# Your objective
What you produce should match the records below precisely, except that images are removed.

# Available data
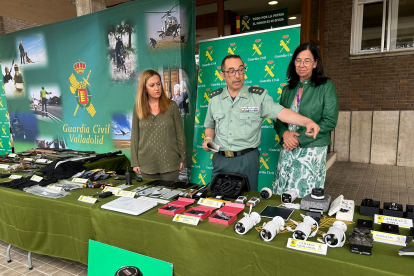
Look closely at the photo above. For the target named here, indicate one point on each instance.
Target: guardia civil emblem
(80, 89)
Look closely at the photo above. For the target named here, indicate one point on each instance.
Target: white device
(343, 208)
(253, 201)
(266, 193)
(241, 199)
(336, 235)
(271, 228)
(248, 222)
(303, 230)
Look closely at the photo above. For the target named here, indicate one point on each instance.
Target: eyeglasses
(233, 72)
(307, 62)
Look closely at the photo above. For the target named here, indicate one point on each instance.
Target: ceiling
(49, 11)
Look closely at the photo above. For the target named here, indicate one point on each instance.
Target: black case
(217, 187)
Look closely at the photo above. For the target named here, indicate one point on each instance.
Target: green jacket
(317, 103)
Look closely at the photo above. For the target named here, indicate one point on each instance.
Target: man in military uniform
(234, 119)
(43, 94)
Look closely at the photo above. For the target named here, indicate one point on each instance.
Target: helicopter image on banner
(169, 24)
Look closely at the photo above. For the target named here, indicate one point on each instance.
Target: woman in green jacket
(302, 161)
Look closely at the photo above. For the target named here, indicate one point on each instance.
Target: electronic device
(266, 193)
(393, 209)
(366, 224)
(273, 211)
(410, 211)
(343, 208)
(290, 196)
(303, 230)
(129, 205)
(317, 201)
(270, 229)
(160, 192)
(361, 241)
(105, 194)
(318, 193)
(171, 194)
(336, 236)
(253, 201)
(139, 189)
(148, 191)
(390, 228)
(127, 177)
(369, 207)
(241, 199)
(248, 222)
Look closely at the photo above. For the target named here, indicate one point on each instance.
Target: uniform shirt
(237, 123)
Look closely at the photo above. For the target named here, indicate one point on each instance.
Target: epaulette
(256, 90)
(215, 92)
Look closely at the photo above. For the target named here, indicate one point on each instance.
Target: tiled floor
(354, 181)
(42, 265)
(357, 181)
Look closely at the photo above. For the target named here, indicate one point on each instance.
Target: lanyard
(297, 99)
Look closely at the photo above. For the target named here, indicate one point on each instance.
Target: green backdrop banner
(5, 143)
(123, 262)
(266, 55)
(84, 72)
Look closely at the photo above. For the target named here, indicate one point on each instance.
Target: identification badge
(87, 199)
(54, 188)
(249, 109)
(211, 203)
(389, 238)
(307, 246)
(36, 178)
(186, 219)
(401, 222)
(114, 190)
(125, 193)
(80, 180)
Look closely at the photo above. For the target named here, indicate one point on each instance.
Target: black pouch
(229, 184)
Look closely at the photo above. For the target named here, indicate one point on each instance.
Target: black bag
(229, 184)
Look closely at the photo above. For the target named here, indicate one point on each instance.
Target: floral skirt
(302, 169)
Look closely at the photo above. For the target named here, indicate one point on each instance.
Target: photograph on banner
(31, 50)
(166, 28)
(122, 53)
(51, 141)
(23, 126)
(121, 126)
(13, 79)
(175, 86)
(46, 102)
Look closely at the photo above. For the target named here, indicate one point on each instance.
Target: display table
(63, 227)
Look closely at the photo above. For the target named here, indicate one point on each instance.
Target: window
(382, 26)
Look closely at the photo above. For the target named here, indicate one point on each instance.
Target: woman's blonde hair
(141, 103)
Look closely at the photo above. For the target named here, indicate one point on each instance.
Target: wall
(382, 83)
(9, 25)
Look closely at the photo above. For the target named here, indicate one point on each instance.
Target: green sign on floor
(104, 259)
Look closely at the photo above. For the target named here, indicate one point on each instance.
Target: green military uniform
(237, 124)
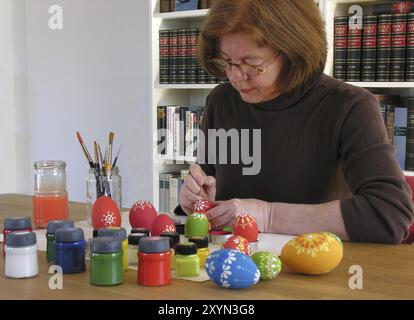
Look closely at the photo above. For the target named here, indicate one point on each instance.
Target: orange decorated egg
(237, 243)
(313, 253)
(246, 227)
(202, 206)
(162, 223)
(142, 215)
(105, 213)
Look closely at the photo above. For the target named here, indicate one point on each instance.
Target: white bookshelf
(195, 94)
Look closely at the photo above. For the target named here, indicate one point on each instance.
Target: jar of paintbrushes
(103, 176)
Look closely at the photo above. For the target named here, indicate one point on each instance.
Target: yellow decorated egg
(313, 253)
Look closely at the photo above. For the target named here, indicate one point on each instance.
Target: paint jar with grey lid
(21, 255)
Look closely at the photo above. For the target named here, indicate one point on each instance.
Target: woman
(313, 129)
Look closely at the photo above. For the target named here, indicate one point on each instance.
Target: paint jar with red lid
(154, 262)
(13, 224)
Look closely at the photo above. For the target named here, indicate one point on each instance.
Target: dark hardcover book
(384, 47)
(202, 75)
(409, 160)
(164, 6)
(340, 45)
(409, 74)
(394, 7)
(398, 47)
(203, 4)
(161, 126)
(369, 49)
(164, 56)
(192, 56)
(353, 55)
(182, 56)
(174, 56)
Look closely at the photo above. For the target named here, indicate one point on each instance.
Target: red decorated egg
(237, 243)
(246, 227)
(162, 223)
(202, 206)
(105, 213)
(142, 215)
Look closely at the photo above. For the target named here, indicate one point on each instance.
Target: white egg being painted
(232, 269)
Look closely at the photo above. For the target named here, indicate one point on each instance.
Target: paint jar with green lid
(187, 262)
(119, 234)
(202, 248)
(106, 261)
(52, 226)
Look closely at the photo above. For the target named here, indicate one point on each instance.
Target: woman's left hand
(225, 213)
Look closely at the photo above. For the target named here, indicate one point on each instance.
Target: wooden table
(388, 273)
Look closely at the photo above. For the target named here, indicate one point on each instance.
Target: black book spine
(182, 56)
(384, 47)
(398, 47)
(409, 161)
(192, 56)
(369, 49)
(202, 75)
(174, 57)
(354, 52)
(409, 75)
(340, 44)
(164, 40)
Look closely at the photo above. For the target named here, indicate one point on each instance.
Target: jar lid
(201, 242)
(17, 223)
(49, 164)
(174, 238)
(154, 245)
(105, 245)
(69, 235)
(21, 239)
(117, 233)
(141, 230)
(134, 238)
(52, 226)
(186, 248)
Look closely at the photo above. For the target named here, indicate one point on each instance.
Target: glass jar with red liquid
(50, 199)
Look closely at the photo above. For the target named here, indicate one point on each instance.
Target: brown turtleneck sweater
(326, 127)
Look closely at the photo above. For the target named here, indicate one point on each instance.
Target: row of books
(378, 46)
(180, 5)
(178, 58)
(178, 130)
(398, 114)
(169, 189)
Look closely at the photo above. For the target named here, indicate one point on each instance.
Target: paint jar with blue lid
(106, 262)
(119, 234)
(70, 246)
(52, 226)
(21, 255)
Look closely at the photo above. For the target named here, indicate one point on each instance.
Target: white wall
(92, 76)
(14, 130)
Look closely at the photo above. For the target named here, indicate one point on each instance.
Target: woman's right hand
(197, 186)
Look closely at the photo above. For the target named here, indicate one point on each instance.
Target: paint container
(154, 267)
(21, 255)
(70, 248)
(106, 262)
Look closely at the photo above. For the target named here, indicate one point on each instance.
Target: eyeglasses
(249, 69)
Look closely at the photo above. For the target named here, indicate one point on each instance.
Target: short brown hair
(293, 27)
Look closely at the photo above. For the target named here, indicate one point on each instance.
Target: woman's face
(239, 48)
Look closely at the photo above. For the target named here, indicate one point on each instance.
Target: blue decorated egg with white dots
(232, 269)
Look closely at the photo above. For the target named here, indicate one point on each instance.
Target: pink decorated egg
(246, 227)
(162, 223)
(202, 206)
(142, 215)
(105, 213)
(237, 243)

# Exercise output
Look closely at the photo above. For the target named here, indicate one point on each instance.
Target: guardia civil emblem
(80, 89)
Look closely at the photo above. For the target named here, indicate one point on each instance.
Target: white device
(343, 208)
(253, 201)
(266, 193)
(241, 199)
(336, 235)
(271, 228)
(248, 222)
(303, 230)
Look closely at the photo above. For the target named here, indicate one point on each instance.
Target: eyeglasses
(233, 72)
(307, 62)
Look closely at the photo above. For the target named here, indicate one point on each instance.
Target: ceiling
(49, 11)
Look closely at the photo above. For the target named here, indicate one point on each instance.
Target: black case
(217, 187)
Look closely at the photo above. For the target named here, indicate one point on each instance.
Target: green jacket
(317, 103)
Look closely at the photo above. For the target named here, indicate one point on each instance.
Target: man in military uniform
(234, 119)
(43, 94)
Look closely at the photo above. For the target named here, indicate one point on each instance.
Target: helicopter image on banner
(169, 24)
Look closely at the photo above. For the target named here, indicate one point on each instance.
Target: woman in green jacket
(302, 161)
Look closely at the photo above. For the target named here, indicate one point on each instance.
Target: electronic device
(266, 193)
(393, 209)
(366, 224)
(273, 211)
(410, 211)
(343, 208)
(290, 196)
(303, 230)
(129, 205)
(317, 201)
(270, 229)
(160, 192)
(361, 241)
(105, 194)
(318, 193)
(171, 194)
(336, 236)
(253, 201)
(139, 189)
(148, 191)
(390, 228)
(127, 177)
(369, 207)
(241, 199)
(248, 222)
Look closely at the photo above. For the target named here, indicate one point on each instance.
Target: uniform shirt
(237, 123)
Look closely at the photo above. For the target named here, indicate one point on each instance.
Target: epaulette
(256, 90)
(215, 92)
Look closely at the photo above. For the target named here, indicate one point on each instance.
Target: tiled floor
(354, 181)
(42, 265)
(357, 181)
Look closely at the photo above. For the target named here, indicate one point on each instance.
Target: lanyard
(297, 99)
Look closely at the photo above. For the target named here, indicate one point on each instance.
Target: green backdrop banner
(5, 143)
(123, 262)
(266, 55)
(84, 72)
Look closely at the photo above. For the target named here, indicate one point on each instance.
Target: identification badge
(87, 199)
(54, 188)
(249, 109)
(211, 203)
(389, 238)
(307, 246)
(36, 178)
(186, 219)
(401, 222)
(114, 190)
(125, 193)
(80, 180)
Look closely at the photo above. For the target named here, indicate one point on each instance.
Target: black pouch
(229, 184)
Look closely at the photo above. For the target named here, indicate one point on each instance.
Target: black bag
(229, 184)
Look closely at the photo above. For the target named here, indicate one point on each instance.
Target: floral skirt
(302, 169)
Look closely at the photo above. For the target named here, indicate one point on each instance.
Target: photograph on banner
(31, 50)
(166, 28)
(122, 53)
(51, 141)
(23, 126)
(121, 126)
(13, 79)
(175, 86)
(46, 102)
Look closely at the photo above. For the target named here, indicate one point on each instance.
Target: display table
(63, 227)
Look closely at the photo above. For the target named here, indicate one point on each instance.
Target: window
(382, 26)
Look closely at the photo above. For the target named here, indicate one point on each instance.
Target: woman's blonde hair
(141, 103)
Look closely at the photo above. For the target named here, indicate one point on each instance.
Target: wall
(382, 83)
(9, 25)
Look closely at the photo above. For the target named here, indicate one point on each instance.
Target: green sign on floor
(104, 259)
Look closely at the photo above. For the target named here, indicate one point on each instance.
Target: green military uniform
(237, 124)
Look closely at the photo above. For the target named here, indicate one point on each instance.
Target: orange decorated egg
(237, 243)
(313, 253)
(246, 227)
(202, 206)
(162, 223)
(142, 215)
(105, 213)
Look closely at the photo above. For the target named here, indicate one point on each instance.
Target: white bookshelf
(195, 94)
Look closely at the photo above. For the target named here, indicate one point on each instance.
Target: jar of paintbrushes
(103, 176)
Look closely at the photo above. For the target named here, indicate one point on each instance.
Target: yellow decorated egg
(313, 253)
Look closely at the photo above. For the target named here, indicate one point on each instance.
Target: paint jar with grey lid
(21, 255)
Look closely at the photo above. For the target named here, indicate one point on each instance.
Target: woman
(313, 129)
Look closely at the photo above. For the target named here, indicate one point on each instance.
Target: paint jar with red lid
(154, 262)
(13, 224)
Look closely at the photo above. For the target named here, indicate one point on each instance.
Target: dark hardcover book
(384, 47)
(202, 75)
(409, 160)
(164, 6)
(340, 45)
(409, 74)
(394, 7)
(398, 47)
(203, 4)
(161, 126)
(369, 49)
(164, 56)
(192, 56)
(353, 55)
(182, 56)
(174, 56)
Look closely at the photo above. For the target named here, indicate one point on each instance.
Target: red decorated egg
(237, 243)
(246, 227)
(162, 223)
(202, 206)
(105, 213)
(142, 215)
Look closely at the photo above. For the target named here, indicate one point on each instance.
Target: white egg being painted
(232, 269)
Look closely at the photo above. For the target named here, indicate one point on each instance.
Target: paint jar with green lid
(187, 262)
(119, 234)
(202, 248)
(106, 261)
(52, 226)
Look closely at the photo above. For the target named here, indicate one point on each instance.
Target: woman's left hand
(225, 213)
Look closely at the photo above. For the target named here, indicate one point on each instance.
Target: wooden table
(388, 273)
Look closely at the photo above. For the target named here, indicate one point on each instance.
Target: black book spine
(182, 56)
(384, 47)
(398, 47)
(409, 161)
(192, 56)
(369, 49)
(202, 75)
(174, 57)
(354, 52)
(409, 75)
(340, 44)
(164, 40)
Look closely at the photo above. For the target named here, indicate one point on each instance.
Target: jar lid
(201, 242)
(17, 223)
(49, 164)
(174, 238)
(154, 245)
(105, 245)
(69, 235)
(21, 239)
(117, 233)
(141, 230)
(134, 238)
(52, 226)
(186, 248)
Look closely at the photo above. For the target named here, indicate one point on each instance.
Target: glass jar with red liquid
(50, 199)
Look closely at the photo above. For the target named here, indicate one point on each instance.
Target: brown turtleneck sweater
(326, 127)
Look closely at the photo above. For the target named here, indicate one point on each instance.
Target: row of books
(378, 46)
(180, 5)
(178, 58)
(178, 130)
(398, 114)
(169, 189)
Look closely at the photo above. For the target named here, indicate one point on each instance.
Target: paint jar with blue lid
(106, 262)
(119, 234)
(70, 246)
(52, 226)
(21, 255)
Look closely at the photo above. For the target named here, indicate one point on each instance.
Target: white wall
(92, 76)
(14, 130)
Look closely at the photo above. For the target named here, indicate one point on each instance.
Target: woman's right hand
(197, 186)
Look closely at the photo above. For the target named here, indicate one point on each instance.
Target: paint container
(154, 267)
(21, 255)
(70, 248)
(106, 262)
Look closely at the photo above. For the target named here, indicate one point on each instance.
Target: eyeglasses
(249, 69)
Look closely at the photo above. For the target named here, indicate one point on each instance.
Target: short brown hair
(293, 27)
Look closely at the photo above. For the target named here, indicate one point on each instance.
Target: woman's face
(239, 48)
Look closely at the photo above. For the target named here, indicate one point on each instance.
Target: blue decorated egg with white dots
(232, 269)
Look closely at the photo above. For the target named here, indicate one point on each instance.
Target: pink decorated egg
(246, 227)
(162, 223)
(202, 206)
(142, 215)
(105, 213)
(237, 243)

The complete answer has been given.